Contour annotation material
★ ★ ★
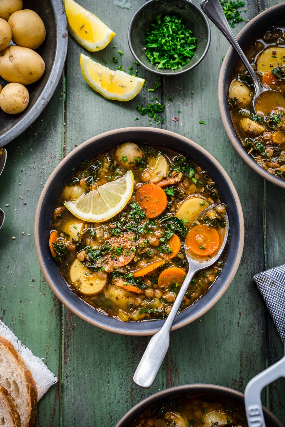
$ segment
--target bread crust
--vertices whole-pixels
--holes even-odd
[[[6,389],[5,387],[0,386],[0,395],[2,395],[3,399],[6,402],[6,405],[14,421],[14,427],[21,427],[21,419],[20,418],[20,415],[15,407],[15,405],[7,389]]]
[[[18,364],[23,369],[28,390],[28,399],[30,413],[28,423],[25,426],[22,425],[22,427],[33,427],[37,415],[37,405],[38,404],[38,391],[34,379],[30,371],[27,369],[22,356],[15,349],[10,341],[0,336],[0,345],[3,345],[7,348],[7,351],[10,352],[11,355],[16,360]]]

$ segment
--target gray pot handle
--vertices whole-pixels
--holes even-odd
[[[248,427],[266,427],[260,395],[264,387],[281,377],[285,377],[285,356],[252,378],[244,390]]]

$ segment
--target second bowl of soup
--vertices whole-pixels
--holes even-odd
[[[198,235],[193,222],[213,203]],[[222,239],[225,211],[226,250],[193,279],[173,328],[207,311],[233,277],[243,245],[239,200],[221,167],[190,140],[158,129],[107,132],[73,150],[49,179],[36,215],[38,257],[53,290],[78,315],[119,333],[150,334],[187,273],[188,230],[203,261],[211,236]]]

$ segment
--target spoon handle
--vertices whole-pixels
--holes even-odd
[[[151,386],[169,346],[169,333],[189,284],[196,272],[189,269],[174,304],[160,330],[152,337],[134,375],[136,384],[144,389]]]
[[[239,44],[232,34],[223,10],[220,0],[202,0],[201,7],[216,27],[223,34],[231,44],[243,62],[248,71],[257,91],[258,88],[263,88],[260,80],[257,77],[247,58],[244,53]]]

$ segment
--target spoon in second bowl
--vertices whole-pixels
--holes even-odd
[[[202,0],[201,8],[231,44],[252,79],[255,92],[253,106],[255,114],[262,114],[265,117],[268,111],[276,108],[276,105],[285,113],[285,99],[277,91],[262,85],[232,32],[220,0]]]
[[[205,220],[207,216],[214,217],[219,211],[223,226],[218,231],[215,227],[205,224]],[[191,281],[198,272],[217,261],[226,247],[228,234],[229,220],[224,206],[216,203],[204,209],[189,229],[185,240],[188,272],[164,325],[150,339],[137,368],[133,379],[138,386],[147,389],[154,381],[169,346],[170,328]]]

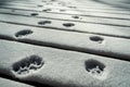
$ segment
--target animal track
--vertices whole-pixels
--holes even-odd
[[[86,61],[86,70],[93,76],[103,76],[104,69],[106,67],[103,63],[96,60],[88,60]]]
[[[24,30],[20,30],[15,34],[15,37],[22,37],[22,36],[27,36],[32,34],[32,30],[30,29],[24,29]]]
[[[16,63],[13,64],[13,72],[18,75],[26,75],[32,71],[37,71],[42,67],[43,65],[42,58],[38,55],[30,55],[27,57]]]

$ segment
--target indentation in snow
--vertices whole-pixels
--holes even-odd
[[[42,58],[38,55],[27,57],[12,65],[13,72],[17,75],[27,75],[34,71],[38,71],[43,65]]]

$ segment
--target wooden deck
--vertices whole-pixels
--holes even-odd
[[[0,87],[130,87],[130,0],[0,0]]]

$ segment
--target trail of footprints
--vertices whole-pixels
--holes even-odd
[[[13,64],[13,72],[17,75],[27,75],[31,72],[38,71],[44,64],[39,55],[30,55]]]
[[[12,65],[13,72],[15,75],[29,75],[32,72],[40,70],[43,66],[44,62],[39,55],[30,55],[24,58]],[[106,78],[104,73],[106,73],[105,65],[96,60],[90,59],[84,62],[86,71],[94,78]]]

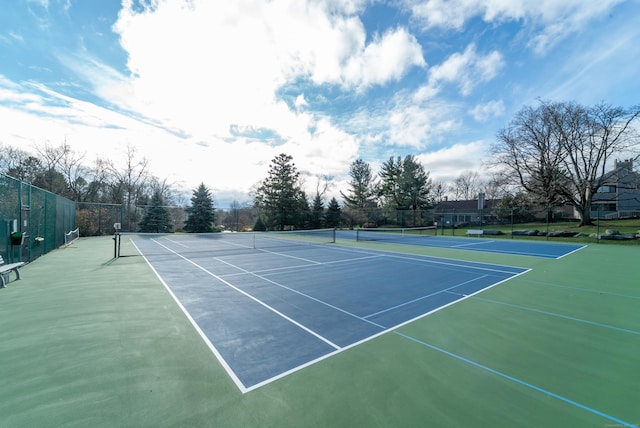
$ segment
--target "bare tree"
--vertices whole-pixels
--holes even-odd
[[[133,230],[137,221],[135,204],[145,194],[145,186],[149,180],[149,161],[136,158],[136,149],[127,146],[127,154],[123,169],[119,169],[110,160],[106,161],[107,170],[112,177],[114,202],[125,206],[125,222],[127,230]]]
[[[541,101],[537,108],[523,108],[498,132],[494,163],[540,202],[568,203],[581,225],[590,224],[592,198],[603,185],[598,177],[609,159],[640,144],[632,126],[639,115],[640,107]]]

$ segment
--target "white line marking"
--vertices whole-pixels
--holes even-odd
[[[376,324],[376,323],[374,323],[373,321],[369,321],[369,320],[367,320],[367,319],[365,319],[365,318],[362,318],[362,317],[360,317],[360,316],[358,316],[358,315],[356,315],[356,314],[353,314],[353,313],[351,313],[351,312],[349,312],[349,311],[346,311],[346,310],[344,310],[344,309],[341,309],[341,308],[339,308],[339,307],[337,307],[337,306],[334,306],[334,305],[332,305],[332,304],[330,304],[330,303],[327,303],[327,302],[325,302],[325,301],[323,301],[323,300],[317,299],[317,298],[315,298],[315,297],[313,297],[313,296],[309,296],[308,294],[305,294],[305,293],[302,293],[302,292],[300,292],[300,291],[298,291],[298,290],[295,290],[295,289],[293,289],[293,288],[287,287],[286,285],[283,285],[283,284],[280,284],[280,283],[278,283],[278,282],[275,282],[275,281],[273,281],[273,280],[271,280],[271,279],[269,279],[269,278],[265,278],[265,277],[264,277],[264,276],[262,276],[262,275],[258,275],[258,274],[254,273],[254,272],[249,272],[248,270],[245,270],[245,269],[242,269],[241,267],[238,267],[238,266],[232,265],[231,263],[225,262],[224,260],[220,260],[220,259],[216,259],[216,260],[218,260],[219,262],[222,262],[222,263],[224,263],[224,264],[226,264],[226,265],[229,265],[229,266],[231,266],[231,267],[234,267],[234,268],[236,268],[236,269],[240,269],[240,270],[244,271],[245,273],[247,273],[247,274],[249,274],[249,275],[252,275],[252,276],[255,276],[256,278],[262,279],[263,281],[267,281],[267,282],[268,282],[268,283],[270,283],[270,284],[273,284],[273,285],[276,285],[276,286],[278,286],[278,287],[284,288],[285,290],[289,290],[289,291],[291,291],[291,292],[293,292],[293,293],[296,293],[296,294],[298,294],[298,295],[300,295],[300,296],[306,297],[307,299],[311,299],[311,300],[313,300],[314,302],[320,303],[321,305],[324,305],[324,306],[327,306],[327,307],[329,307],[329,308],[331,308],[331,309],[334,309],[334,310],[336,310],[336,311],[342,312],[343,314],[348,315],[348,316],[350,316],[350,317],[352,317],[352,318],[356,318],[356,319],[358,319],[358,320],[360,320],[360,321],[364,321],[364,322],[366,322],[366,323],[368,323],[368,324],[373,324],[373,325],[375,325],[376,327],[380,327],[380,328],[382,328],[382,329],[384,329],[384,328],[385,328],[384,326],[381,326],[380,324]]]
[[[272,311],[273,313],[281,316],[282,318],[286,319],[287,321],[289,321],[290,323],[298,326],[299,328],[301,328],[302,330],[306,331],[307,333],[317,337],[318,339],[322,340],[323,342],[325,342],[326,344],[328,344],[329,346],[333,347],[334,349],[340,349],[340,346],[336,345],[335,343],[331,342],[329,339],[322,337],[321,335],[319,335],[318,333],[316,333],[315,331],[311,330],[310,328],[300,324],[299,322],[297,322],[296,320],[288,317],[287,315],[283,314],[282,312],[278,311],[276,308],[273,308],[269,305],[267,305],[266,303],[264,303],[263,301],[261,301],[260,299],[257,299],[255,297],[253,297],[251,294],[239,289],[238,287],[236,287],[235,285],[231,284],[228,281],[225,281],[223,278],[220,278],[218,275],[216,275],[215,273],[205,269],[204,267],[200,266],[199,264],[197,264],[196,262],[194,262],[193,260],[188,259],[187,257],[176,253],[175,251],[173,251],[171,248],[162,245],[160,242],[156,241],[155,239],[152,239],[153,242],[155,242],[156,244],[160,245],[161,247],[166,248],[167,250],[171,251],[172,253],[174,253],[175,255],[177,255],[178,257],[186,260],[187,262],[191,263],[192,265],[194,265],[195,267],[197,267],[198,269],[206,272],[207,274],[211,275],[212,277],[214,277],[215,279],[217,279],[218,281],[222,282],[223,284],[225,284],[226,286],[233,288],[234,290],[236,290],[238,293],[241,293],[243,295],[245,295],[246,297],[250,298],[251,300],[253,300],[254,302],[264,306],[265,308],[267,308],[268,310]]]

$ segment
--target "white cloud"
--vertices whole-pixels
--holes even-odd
★ ★ ★
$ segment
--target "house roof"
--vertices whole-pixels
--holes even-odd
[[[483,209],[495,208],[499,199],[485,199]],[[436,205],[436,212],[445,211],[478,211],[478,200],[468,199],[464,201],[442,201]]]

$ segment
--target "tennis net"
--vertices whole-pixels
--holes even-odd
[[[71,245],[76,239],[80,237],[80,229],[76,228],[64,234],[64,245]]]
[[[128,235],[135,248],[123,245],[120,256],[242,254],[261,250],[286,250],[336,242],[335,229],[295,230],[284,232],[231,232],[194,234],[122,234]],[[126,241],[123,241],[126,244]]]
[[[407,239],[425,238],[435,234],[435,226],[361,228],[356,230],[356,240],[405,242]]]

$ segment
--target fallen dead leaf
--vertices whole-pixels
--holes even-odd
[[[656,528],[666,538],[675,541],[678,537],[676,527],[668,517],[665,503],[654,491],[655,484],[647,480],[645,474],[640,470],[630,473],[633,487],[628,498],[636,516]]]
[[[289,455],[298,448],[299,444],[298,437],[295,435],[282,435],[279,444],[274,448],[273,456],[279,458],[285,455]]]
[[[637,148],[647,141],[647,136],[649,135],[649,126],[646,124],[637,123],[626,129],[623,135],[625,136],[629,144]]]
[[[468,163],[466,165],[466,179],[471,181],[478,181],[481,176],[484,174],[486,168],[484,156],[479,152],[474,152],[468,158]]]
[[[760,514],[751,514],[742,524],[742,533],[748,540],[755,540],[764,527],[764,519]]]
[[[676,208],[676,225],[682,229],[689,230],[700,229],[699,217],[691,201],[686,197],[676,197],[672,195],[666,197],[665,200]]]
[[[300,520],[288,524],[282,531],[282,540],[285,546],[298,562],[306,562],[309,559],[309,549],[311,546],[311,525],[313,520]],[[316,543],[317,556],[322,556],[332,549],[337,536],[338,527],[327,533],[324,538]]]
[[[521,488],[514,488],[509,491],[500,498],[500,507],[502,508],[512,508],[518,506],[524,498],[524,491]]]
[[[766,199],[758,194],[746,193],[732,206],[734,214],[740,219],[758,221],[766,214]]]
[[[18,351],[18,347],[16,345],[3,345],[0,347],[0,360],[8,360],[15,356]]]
★ ★ ★
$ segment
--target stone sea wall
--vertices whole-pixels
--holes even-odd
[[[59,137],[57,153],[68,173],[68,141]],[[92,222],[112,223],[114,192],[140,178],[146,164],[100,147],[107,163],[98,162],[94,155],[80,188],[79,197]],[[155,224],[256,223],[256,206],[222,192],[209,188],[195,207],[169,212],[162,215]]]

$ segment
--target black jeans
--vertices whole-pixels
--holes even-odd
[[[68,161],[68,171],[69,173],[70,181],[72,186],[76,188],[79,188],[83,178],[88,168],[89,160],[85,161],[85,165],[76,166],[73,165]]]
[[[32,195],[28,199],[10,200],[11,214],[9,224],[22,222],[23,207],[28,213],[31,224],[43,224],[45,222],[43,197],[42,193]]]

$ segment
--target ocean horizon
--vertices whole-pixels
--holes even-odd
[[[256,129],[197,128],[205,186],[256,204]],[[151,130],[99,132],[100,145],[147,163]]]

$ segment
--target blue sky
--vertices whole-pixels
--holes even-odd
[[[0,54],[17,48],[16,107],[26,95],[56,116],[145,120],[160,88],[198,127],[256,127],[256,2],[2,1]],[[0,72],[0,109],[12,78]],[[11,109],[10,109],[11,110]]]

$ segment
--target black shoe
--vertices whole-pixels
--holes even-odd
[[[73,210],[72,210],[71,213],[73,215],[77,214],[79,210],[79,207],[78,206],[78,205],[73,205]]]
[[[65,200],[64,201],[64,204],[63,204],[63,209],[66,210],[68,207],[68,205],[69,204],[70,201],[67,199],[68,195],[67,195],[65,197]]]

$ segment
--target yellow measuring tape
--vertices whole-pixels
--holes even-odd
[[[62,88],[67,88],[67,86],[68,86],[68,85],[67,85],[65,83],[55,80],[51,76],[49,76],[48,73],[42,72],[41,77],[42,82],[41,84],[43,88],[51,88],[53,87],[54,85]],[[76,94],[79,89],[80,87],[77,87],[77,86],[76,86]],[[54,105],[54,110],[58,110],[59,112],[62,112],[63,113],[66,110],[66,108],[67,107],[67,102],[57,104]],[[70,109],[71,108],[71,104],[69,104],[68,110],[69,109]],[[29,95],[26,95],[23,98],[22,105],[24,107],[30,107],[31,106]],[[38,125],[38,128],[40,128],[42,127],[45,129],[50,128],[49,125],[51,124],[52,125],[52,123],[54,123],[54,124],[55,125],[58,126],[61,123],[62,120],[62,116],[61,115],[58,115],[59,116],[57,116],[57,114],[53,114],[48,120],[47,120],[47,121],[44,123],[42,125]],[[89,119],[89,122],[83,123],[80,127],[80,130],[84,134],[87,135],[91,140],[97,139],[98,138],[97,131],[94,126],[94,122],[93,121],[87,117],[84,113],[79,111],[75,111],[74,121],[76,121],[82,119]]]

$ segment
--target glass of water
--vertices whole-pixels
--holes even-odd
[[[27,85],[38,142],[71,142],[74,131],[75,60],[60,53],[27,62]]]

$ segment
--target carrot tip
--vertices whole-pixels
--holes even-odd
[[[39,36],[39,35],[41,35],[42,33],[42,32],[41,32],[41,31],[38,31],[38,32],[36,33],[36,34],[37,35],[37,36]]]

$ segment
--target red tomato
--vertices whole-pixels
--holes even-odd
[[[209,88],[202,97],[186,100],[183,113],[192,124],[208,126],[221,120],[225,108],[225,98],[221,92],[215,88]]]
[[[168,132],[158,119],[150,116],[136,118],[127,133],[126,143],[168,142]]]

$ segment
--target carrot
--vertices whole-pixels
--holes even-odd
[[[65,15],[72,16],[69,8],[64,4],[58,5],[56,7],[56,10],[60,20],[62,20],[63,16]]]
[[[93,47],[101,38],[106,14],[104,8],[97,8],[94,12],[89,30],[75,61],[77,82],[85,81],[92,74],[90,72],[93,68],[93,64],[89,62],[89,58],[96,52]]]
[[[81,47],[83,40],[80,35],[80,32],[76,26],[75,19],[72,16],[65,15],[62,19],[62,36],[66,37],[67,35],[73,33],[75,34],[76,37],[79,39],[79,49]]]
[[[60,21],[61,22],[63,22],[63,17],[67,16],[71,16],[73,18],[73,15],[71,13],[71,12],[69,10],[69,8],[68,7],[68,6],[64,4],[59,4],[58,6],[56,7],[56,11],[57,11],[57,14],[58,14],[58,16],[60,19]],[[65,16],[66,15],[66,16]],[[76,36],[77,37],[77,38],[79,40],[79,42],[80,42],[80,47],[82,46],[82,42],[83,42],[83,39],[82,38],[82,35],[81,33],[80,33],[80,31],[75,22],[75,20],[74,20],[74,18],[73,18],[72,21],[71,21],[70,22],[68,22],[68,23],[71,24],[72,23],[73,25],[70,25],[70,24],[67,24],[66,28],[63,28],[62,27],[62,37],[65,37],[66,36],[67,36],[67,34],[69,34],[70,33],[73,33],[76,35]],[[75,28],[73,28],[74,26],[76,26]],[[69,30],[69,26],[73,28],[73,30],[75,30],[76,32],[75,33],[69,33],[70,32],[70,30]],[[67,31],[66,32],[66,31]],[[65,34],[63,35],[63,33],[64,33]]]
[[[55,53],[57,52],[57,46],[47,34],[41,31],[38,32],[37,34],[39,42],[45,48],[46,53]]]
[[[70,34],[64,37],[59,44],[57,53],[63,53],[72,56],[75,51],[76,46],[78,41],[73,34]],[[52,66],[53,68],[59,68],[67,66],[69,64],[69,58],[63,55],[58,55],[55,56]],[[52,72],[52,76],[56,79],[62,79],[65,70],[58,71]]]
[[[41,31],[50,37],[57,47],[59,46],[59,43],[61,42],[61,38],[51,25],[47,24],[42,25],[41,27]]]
★ ★ ★
Exercise
Find each line of the material that contains the string "spoon", matching case exactly, and copy those lines.

Answer in full
--target spoon handle
--target spoon in second bowl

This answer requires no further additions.